» **To be done**: Repeat the records from the line with "drop a point: the striped jersey sleeve" through the end of the records, swapping "sleeve" for "cuff" and changing nothing else.

» **Supplied records**:
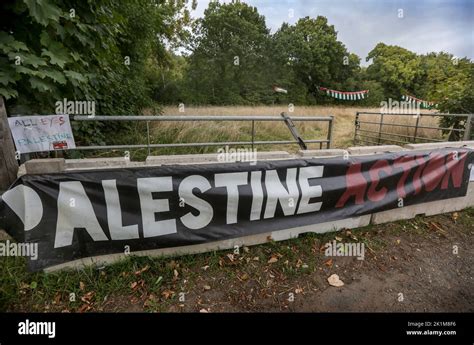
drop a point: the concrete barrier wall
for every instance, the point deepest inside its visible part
(408, 212)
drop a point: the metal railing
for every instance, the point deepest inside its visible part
(253, 119)
(382, 134)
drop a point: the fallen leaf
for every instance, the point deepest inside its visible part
(244, 276)
(334, 280)
(455, 216)
(328, 263)
(85, 307)
(272, 260)
(142, 270)
(87, 297)
(167, 293)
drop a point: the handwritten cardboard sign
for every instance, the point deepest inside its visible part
(41, 133)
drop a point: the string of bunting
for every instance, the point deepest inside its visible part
(345, 95)
(423, 104)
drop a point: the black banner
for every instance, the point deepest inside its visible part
(80, 214)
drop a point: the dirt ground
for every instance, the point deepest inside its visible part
(420, 265)
(417, 263)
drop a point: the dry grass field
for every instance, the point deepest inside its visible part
(343, 135)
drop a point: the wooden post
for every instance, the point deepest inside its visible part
(8, 163)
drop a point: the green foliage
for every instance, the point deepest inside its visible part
(51, 50)
(395, 68)
(310, 54)
(79, 50)
(229, 63)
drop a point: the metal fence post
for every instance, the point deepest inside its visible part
(357, 126)
(330, 129)
(253, 133)
(416, 127)
(380, 129)
(467, 130)
(148, 136)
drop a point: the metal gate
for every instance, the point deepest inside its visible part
(401, 128)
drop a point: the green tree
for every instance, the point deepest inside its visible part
(84, 50)
(229, 59)
(395, 68)
(312, 54)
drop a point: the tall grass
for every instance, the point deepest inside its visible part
(222, 131)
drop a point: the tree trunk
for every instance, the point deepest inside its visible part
(8, 163)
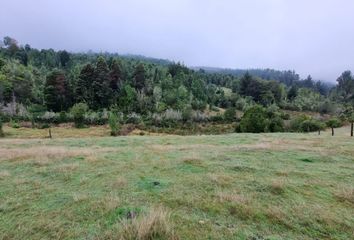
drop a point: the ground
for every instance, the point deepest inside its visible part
(233, 186)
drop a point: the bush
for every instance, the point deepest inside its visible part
(1, 130)
(14, 124)
(285, 116)
(295, 124)
(276, 124)
(311, 125)
(305, 123)
(230, 115)
(114, 124)
(254, 120)
(78, 111)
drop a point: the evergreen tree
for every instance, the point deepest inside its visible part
(139, 77)
(115, 76)
(56, 91)
(101, 85)
(84, 90)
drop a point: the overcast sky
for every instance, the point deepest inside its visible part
(310, 36)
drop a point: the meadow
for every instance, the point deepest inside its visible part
(84, 185)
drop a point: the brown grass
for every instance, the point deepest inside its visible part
(277, 215)
(120, 182)
(80, 197)
(4, 174)
(221, 180)
(153, 225)
(231, 197)
(42, 153)
(345, 194)
(277, 186)
(192, 161)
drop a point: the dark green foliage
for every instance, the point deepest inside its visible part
(307, 124)
(78, 111)
(127, 98)
(114, 124)
(254, 120)
(230, 115)
(64, 58)
(346, 86)
(333, 123)
(101, 85)
(58, 79)
(115, 75)
(292, 93)
(56, 92)
(139, 77)
(35, 111)
(84, 89)
(2, 134)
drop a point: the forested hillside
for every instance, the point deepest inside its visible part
(44, 85)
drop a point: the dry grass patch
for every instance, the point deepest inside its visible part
(4, 174)
(156, 224)
(120, 182)
(80, 197)
(277, 186)
(276, 215)
(68, 167)
(231, 197)
(221, 180)
(345, 194)
(43, 153)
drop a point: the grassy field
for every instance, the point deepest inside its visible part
(235, 186)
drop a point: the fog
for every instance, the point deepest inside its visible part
(309, 36)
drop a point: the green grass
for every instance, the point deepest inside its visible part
(235, 186)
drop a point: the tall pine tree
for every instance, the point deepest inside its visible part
(101, 85)
(84, 91)
(139, 77)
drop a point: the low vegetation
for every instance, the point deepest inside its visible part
(234, 186)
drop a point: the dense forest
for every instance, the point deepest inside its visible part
(59, 86)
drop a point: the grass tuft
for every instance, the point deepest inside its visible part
(155, 224)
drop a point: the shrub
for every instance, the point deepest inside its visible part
(133, 118)
(48, 117)
(276, 124)
(230, 115)
(254, 120)
(199, 116)
(295, 124)
(78, 111)
(113, 122)
(285, 116)
(334, 123)
(311, 125)
(14, 124)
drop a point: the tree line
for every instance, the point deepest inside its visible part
(55, 81)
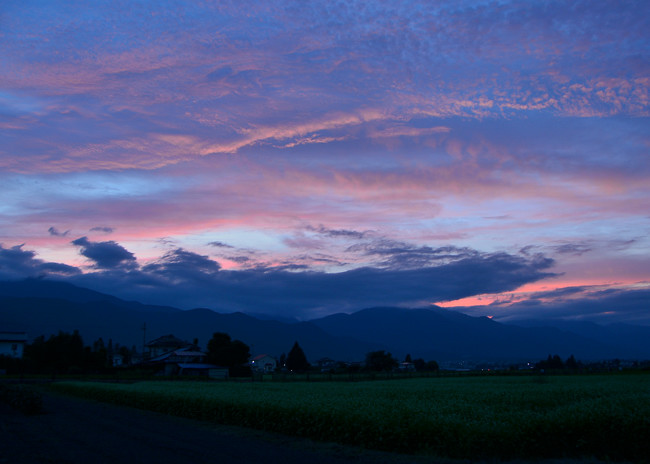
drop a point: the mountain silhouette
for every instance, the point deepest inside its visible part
(42, 307)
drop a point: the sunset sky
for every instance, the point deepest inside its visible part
(304, 158)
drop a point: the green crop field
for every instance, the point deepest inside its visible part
(591, 416)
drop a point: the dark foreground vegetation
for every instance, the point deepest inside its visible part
(497, 417)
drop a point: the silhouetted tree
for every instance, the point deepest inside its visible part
(60, 352)
(420, 364)
(296, 359)
(571, 363)
(380, 361)
(433, 366)
(551, 363)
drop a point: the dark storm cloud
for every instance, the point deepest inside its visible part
(185, 279)
(401, 255)
(56, 233)
(220, 245)
(16, 263)
(181, 264)
(338, 233)
(106, 255)
(572, 248)
(106, 230)
(587, 304)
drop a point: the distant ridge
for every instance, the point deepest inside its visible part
(43, 307)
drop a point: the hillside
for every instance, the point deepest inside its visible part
(44, 307)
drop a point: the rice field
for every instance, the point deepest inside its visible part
(591, 416)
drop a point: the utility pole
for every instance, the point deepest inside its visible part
(144, 337)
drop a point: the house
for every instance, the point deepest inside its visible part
(117, 360)
(263, 363)
(186, 361)
(12, 344)
(326, 364)
(163, 345)
(406, 367)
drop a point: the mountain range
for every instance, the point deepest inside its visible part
(43, 307)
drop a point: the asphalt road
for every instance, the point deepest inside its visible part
(76, 431)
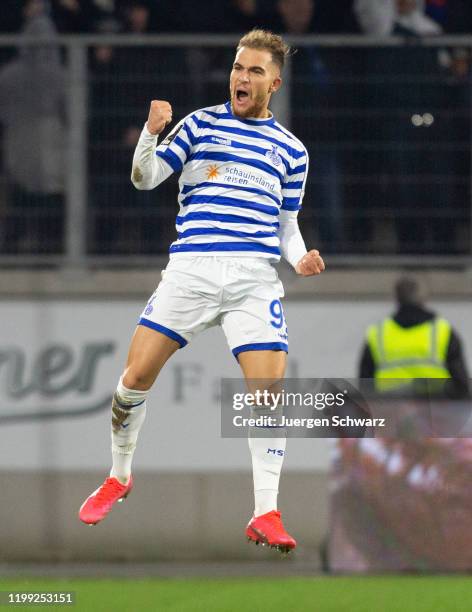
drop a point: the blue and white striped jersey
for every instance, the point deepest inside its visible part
(236, 176)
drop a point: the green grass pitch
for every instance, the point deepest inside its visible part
(320, 594)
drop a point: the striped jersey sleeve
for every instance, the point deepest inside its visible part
(176, 147)
(293, 187)
(236, 175)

» **Answer to the exercise**:
drop a point: the striped jersey cuff
for every instance, the point deepest inside its visible part
(176, 147)
(293, 187)
(236, 175)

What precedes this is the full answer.